Consigne écrite 1
Répondez à ces questions sur la tribune consacrée aux élections tunisiennes du 23 octobre :
(a) Quel objet effaçable les Tunisiens ont-ils inventé, selon la tribune ?
(b) Quels deux groupes bouchaient la voie des carrières ?
(c) À quels animaux la tribune compare-t-elle les chefs ?
### Source
Fathi B’Chir* écrit - Les urnes ont parlé. Il vaut mieux être aujourd’hui un bon musulman. Si on ne l’est pas vraiment, il suffit de le laisser paraître. Pour être en phase avec « le 23 octobre », les Tunisiens ont inventé la «zabiba»1 effaçable…


Temps nouveaux, novelles habitudes. Mais nul besoin de changer de pratiques. Passée des louanges «bendiriennes» au «combattant suprême», la classe politico-médiatique tunisienne a su se reprendre le «7 novembre» et il a suffi, au cours des derniers mois, de remplacer cette clé magique de proximité avec le pouvoir en place par celle du «14 janvier». En sera-t-il ainsi au vu des résultats des élections du 23 octobre ? On peut imaginer sans trop de sérieux une publicité reprise par les grands médias du pays.

La piété, ça se travaille…  

Vous êtes Tunisien et soucieux de votre carrière… marqué par des années de frustration parce que la voie était bouchée par les Rcdistes, les Trabelsophiles. Vous n’avez pas su vous adapter à temps après le 7 novembre. Vous avez pris au sérieux le serment de Ben Ali selon lequel le pays va marcher comme un seul homme au profit d’un peuple mûr. Bref, depuis quelques années, vous peinez à monter l’ascenseur social malgré toutes les qualités que vous vous reconnaissez, mais incompréhensiblement ignorées par vos chefs. Les chefs sont toujours idiots. Ils sont comme les singes, plus ils montent (dans l’échelle sociale) plus on voit leur derrière. Tout rouge ou mauve parfois, peut-être vert demain. Cette couleur va probablement dominer et il serait donc temps de s’y conformer si on veut redémarrer sa carrière.
######
### Données extraites
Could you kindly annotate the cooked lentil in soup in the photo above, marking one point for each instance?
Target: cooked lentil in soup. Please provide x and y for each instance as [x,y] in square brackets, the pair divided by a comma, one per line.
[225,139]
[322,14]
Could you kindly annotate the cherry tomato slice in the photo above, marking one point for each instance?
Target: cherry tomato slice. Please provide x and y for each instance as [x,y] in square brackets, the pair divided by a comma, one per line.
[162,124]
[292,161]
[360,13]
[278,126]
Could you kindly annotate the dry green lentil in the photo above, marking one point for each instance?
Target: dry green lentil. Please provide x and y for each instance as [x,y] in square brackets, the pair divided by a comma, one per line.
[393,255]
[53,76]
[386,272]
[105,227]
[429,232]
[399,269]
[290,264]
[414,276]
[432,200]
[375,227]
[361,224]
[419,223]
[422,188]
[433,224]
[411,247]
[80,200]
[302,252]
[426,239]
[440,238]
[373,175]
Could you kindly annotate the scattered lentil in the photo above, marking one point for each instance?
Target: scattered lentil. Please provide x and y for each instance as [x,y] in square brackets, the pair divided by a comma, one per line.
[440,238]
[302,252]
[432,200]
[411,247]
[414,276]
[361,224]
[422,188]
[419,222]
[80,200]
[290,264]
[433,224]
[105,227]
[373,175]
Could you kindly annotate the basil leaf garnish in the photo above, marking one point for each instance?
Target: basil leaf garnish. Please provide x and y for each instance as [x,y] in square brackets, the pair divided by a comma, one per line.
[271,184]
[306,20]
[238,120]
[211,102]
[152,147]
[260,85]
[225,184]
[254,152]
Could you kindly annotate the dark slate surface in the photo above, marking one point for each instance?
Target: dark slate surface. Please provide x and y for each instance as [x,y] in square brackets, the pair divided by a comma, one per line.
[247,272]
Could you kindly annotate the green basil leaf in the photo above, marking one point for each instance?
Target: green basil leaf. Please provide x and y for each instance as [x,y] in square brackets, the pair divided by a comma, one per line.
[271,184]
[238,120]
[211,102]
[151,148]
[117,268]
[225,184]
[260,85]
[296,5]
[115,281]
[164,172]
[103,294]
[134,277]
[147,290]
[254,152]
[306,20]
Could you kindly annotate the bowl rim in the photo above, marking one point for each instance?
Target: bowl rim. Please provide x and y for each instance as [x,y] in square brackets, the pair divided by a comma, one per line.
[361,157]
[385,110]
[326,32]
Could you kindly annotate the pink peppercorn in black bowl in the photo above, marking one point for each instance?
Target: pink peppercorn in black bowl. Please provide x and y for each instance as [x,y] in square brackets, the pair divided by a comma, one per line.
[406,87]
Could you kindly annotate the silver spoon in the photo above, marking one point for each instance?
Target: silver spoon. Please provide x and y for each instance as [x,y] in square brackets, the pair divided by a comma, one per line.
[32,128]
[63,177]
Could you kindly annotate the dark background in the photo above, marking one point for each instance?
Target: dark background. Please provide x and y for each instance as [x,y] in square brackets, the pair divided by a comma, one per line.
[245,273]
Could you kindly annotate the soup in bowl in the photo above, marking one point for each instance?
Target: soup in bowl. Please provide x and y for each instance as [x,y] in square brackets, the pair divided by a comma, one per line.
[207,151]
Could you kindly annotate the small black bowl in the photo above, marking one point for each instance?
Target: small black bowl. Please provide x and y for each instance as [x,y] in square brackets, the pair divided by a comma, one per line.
######
Consigne écrite 2
Recopiez à l'identique les lignes des données, depuis celle qui contient « Could you kindly annotate the dark background » jusqu'à la fin des données, ces deux bornes comprises.

Corrigé 1
(a) La « zabiba ».
(b) Les Rcdistes et les Trabelsophiles.
(c) Aux singes.

Corrigé 2
Could you kindly annotate the dark background in the photo above, marking one point for each instance?
Target: dark background. Please provide x and y for each instance as [x,y] in square brackets, the pair divided by a comma, one per line.
[245,273]
Could you kindly annotate the soup in bowl in the photo above, marking one point for each instance?
Target: soup in bowl. Please provide x and y for each instance as [x,y] in square brackets, the pair divided by a comma, one per line.
[207,151]
Could you kindly annotate the small black bowl in the photo above, marking one point for each instance?
Target: small black bowl. Please provide x and y for each instance as [x,y] in square brackets, the pair divided by a comma, one per line.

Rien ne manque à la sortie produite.